Problem:
Return every line from the items below in which the string "dark" appears.

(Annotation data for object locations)
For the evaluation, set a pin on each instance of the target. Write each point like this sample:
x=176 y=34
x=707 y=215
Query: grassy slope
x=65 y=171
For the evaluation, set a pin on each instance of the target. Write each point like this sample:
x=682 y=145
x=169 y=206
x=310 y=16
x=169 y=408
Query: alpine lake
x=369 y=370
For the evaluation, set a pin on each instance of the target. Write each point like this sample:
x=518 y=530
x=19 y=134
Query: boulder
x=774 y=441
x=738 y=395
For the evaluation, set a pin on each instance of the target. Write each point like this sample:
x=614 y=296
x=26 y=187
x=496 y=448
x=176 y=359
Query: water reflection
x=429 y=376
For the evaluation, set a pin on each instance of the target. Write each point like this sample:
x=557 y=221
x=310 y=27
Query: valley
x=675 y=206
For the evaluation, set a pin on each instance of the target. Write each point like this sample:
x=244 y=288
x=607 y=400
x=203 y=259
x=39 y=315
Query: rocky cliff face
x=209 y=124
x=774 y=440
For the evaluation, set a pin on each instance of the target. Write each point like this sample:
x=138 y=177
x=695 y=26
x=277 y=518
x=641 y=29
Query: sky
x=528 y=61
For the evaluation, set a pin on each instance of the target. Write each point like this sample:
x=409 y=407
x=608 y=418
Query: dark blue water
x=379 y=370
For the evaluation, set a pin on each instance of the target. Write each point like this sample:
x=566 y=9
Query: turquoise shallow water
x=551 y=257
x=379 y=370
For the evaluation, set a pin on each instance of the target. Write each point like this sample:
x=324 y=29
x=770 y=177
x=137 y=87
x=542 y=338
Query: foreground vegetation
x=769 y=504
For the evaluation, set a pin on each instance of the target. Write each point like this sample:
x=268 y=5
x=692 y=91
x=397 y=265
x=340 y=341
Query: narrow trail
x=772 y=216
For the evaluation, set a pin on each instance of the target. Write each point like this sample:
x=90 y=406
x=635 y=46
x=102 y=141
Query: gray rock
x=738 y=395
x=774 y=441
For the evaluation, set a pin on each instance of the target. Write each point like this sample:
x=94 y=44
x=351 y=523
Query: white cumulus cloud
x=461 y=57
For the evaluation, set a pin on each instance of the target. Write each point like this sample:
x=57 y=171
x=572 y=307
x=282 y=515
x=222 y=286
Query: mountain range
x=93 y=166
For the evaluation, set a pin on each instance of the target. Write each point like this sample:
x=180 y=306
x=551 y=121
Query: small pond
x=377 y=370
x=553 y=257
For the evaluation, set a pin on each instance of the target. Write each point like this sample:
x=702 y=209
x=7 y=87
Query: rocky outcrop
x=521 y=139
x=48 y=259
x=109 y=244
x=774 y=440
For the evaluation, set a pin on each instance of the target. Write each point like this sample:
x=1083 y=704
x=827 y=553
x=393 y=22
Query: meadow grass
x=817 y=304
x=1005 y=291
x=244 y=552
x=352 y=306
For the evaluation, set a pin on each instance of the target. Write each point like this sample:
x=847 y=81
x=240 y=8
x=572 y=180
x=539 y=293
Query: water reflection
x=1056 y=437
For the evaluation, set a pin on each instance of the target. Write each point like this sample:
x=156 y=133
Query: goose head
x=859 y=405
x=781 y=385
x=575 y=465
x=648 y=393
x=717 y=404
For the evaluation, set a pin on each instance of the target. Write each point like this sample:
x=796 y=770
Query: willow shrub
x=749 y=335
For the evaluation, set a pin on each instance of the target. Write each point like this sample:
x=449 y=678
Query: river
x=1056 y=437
==
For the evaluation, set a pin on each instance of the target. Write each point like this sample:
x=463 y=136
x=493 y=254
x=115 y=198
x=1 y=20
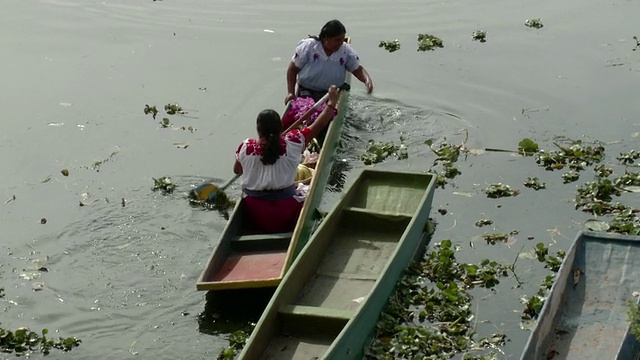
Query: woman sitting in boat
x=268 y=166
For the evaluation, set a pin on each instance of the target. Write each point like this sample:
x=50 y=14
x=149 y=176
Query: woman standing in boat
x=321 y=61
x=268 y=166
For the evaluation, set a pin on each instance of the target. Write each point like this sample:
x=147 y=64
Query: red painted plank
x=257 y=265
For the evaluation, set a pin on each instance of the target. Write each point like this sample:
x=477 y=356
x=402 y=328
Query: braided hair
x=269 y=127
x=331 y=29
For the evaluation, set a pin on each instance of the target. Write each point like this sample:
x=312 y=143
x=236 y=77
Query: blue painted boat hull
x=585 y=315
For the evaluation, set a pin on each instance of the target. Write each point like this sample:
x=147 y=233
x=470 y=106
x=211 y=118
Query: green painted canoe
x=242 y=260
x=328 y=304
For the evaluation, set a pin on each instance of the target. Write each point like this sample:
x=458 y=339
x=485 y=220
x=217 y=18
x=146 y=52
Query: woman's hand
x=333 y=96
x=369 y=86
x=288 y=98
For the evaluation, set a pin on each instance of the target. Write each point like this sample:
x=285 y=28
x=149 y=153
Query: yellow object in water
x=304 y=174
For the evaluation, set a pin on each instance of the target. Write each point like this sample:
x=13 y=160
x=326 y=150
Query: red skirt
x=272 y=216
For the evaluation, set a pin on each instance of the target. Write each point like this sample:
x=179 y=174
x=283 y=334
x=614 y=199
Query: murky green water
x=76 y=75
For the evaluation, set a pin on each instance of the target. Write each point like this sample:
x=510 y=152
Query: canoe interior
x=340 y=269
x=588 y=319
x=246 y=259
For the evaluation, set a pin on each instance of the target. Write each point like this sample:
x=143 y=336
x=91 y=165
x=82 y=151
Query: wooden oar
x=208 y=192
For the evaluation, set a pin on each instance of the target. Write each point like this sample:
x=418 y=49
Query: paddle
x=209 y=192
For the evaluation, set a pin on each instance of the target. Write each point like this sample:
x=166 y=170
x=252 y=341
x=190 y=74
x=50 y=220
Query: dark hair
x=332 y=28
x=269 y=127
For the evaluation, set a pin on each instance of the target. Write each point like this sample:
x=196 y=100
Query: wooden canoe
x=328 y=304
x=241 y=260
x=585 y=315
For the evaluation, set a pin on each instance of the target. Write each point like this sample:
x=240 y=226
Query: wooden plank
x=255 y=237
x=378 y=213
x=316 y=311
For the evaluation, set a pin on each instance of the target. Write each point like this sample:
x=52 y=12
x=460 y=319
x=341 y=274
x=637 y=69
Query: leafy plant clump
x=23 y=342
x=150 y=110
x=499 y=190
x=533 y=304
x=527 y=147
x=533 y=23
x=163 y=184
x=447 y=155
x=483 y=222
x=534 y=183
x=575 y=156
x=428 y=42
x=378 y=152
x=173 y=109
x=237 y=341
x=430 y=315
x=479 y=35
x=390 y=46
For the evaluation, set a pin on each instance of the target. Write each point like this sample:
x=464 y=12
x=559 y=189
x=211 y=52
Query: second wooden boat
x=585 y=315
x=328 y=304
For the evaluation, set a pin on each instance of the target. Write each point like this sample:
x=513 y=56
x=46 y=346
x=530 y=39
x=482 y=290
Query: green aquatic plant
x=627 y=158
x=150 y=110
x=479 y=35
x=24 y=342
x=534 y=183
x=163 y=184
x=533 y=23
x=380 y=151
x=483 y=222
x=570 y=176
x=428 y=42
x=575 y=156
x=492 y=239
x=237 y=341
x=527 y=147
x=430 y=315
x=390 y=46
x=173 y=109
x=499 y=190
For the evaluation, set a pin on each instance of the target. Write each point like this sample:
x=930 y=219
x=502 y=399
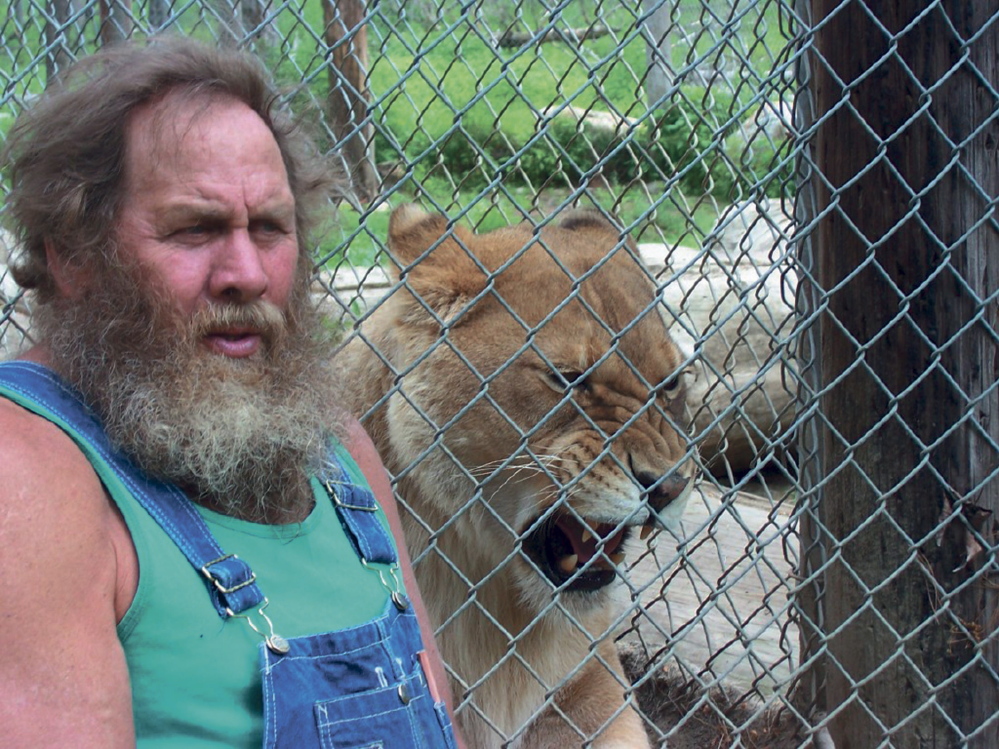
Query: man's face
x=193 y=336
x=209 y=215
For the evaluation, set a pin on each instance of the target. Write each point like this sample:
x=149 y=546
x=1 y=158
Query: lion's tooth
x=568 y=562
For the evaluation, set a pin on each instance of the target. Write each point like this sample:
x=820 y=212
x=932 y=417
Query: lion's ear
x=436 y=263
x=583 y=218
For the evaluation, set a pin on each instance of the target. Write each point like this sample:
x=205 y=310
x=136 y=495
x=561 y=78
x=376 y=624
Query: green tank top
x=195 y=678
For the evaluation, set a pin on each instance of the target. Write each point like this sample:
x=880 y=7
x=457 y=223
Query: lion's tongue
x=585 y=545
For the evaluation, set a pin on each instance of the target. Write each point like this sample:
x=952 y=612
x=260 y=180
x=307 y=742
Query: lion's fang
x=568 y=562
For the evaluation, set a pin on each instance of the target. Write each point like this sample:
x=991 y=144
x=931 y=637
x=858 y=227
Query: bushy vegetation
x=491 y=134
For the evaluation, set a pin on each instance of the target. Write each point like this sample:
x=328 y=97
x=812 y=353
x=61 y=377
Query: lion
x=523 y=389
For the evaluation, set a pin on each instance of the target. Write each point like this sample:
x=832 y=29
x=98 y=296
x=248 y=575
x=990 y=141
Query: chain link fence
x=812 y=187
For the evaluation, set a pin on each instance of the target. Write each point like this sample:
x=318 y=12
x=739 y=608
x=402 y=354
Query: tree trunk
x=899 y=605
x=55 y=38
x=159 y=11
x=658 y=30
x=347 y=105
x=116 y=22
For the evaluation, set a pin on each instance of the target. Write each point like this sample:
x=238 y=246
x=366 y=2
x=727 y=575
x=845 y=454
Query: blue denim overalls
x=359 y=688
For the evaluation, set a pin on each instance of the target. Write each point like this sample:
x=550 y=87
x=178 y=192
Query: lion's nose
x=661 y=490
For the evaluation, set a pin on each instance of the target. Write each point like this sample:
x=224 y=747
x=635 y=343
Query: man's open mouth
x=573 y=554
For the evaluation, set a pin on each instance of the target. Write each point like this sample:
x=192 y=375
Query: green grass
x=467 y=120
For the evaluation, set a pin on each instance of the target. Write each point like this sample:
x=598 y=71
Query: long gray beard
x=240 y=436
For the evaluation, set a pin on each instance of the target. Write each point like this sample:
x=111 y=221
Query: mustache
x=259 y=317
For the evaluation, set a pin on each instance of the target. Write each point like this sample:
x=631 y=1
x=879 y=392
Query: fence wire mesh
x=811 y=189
==
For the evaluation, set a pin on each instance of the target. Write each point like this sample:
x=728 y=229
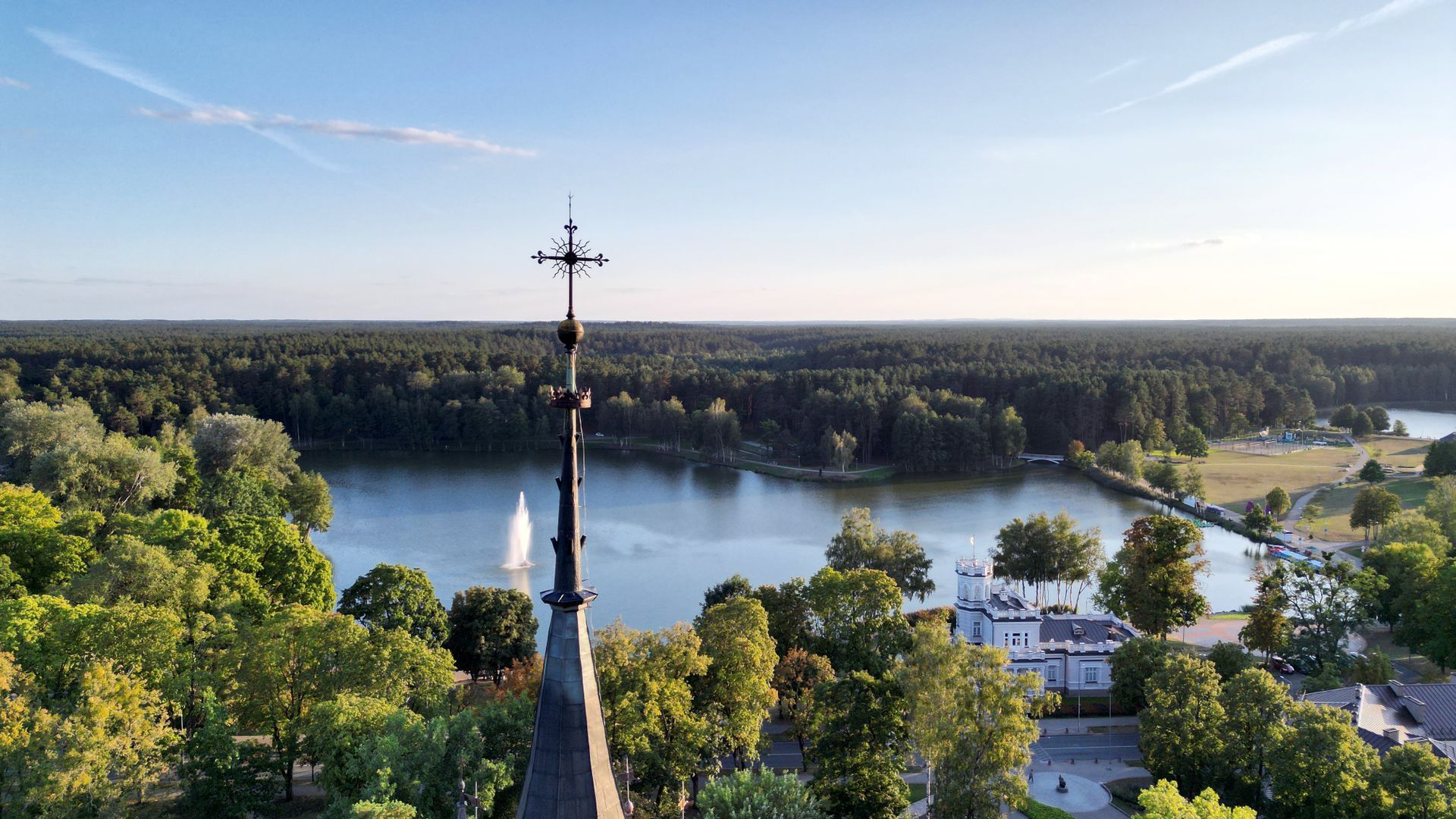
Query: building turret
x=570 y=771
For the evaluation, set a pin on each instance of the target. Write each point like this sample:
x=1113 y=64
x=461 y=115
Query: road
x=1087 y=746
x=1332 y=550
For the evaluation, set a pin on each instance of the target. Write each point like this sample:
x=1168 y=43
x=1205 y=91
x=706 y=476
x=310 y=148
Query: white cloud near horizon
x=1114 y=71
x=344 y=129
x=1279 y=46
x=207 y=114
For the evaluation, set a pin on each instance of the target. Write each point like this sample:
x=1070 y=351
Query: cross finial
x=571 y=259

Response to the task:
Query: dark blue water
Query: dark hair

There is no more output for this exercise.